→ **Set task**:
Retype word for word the part of the items that opens with the line containing "Question. Put a marker on each instance of the blue" and closes with the line containing "Target: wristwatch", including both of those lines.

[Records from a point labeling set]
__________________________________________________

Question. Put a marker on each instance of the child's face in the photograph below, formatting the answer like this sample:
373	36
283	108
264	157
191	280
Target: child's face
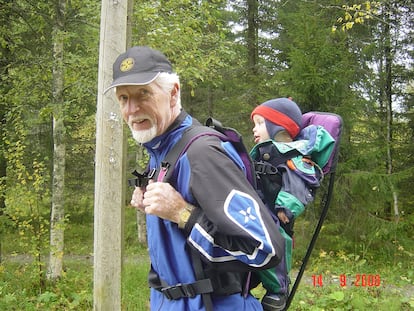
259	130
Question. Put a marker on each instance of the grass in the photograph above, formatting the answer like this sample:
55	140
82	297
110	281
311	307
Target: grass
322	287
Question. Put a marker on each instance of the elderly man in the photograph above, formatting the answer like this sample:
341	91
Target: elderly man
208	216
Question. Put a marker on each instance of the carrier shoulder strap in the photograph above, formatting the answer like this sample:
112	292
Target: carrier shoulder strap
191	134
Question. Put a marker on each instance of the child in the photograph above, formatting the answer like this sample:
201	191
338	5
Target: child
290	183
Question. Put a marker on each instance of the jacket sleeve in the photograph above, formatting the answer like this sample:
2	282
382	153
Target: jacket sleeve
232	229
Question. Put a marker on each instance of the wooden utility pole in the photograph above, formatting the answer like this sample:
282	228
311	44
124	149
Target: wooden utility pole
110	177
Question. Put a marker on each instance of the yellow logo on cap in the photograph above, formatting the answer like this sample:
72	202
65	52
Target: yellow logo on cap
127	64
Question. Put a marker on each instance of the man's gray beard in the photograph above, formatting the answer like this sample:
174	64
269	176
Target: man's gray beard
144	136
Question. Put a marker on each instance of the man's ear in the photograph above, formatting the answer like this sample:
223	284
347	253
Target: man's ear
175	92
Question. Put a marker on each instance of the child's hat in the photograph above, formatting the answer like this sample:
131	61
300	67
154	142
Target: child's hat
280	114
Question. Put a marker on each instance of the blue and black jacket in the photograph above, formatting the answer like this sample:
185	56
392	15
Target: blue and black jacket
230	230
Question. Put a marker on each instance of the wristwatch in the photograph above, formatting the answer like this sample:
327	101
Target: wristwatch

__________________________________________________

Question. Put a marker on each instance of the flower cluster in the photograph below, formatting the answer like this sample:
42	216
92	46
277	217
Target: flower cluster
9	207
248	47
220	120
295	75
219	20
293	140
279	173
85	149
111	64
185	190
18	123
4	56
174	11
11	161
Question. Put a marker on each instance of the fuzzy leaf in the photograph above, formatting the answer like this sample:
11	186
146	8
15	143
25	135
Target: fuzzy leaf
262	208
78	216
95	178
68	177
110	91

__________________________________________________

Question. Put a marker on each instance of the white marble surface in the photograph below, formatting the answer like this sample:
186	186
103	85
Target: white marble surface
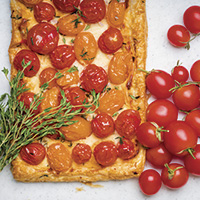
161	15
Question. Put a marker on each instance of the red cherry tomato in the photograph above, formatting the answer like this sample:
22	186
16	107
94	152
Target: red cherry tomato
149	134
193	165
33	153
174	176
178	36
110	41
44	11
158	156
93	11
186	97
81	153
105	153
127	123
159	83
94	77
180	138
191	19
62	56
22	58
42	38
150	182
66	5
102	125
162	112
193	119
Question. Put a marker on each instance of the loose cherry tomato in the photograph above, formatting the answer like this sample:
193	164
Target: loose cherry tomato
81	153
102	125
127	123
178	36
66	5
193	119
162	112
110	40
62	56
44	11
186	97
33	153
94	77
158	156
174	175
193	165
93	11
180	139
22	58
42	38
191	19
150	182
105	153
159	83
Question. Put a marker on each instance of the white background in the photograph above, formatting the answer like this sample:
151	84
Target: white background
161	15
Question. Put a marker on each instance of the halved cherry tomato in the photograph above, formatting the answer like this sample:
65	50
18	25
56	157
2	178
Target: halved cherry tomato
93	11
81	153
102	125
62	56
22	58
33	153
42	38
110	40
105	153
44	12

__________________________________________________

→ **Written solution**:
Question. Put a marker on each instance of the blue and black jacket in the photograph above, formatting the answer like this sample:
185	56
392	15
Target: blue and black jacket
230	230
Question. Put a marker on each instance of the wristwatch in the photograph above, formatting the answer like this sample:
327	101
Target: wristwatch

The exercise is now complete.